(TEXT SECTION):

British long-distance runner (born 1994)

Emelia Jane Gorecka (born 29 January 1994), is a British middle- and long-distance runner, racing in the 1500 metres, 3000 metres, 5000 metres and 10,000 metres as well as cross country courses. She was the 3000m 2012 World Junior Championships bronze medalist and 2013 European Junior champion. Gorecka won also two individual European junior cross-country titles (2011, 2013).

==Early life and education==
Gorecka attended Howard of Effingham School. She studied Psychology at Royal Holloway, University of London, graduating in 2016.

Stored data
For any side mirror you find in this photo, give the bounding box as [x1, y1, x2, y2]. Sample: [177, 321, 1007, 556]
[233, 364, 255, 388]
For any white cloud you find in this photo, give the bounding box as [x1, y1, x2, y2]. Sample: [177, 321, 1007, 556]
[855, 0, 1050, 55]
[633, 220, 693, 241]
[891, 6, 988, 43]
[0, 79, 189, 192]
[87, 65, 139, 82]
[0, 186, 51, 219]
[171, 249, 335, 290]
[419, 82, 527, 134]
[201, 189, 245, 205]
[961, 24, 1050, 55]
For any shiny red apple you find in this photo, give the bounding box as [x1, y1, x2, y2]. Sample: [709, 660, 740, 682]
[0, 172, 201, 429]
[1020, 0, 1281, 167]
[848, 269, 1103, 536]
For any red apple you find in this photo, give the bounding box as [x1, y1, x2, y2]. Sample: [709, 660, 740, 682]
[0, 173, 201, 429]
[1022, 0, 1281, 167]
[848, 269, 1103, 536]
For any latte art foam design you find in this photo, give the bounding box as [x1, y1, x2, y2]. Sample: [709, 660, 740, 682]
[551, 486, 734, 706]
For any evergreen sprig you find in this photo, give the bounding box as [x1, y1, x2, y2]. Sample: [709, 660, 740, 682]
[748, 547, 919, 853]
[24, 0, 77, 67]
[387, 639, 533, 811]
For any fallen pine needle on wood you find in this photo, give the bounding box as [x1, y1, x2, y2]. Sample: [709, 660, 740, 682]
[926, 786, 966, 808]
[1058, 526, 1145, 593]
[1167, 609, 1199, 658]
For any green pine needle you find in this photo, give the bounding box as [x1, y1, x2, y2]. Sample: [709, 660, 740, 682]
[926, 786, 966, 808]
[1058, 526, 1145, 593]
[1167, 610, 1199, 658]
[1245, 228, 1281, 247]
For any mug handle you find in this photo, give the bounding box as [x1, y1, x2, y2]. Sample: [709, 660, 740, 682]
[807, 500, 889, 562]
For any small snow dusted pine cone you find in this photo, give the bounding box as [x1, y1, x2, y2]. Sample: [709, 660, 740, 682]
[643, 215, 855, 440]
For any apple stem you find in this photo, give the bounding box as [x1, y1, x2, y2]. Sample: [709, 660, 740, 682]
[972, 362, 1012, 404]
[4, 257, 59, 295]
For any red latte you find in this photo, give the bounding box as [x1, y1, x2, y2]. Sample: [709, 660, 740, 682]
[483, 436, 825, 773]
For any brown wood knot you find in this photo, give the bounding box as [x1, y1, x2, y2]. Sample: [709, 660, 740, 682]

(ASSIGNMENT 1): List the race distances, in metres, that the Emelia Gorecka biography says she competes in.
(ASSIGNMENT 2): Pick up the Emelia Gorecka biography after its final sentence and keep writing it.
The stored data is not needed for this work.

(TASK RESULT 1): 1500 metres, 3000 metres, 5000 metres, 10,000 metres

(TASK RESULT 2):
==Career==
Gorecka began her athletics career with Dorking and Mole Valley Athletic Club, where even as an 11-year-old she showed much early promise, beating girls several years older than her in local races. In 2006, she moved to her current club, Aldershot, Farnham and District Athletic Club. She lives in Bookham, Surrey. After winning a number of youth titles at the national level, Górecka had her first international success at the 2010 European Cross Country Championships, where she won a bronze medal in the Junior race. She was also the best European Junior at the World Cross Country Championships that year. In the 2011 European Cross Country Championships she won the junior women's race and led Britain to victory in the team event.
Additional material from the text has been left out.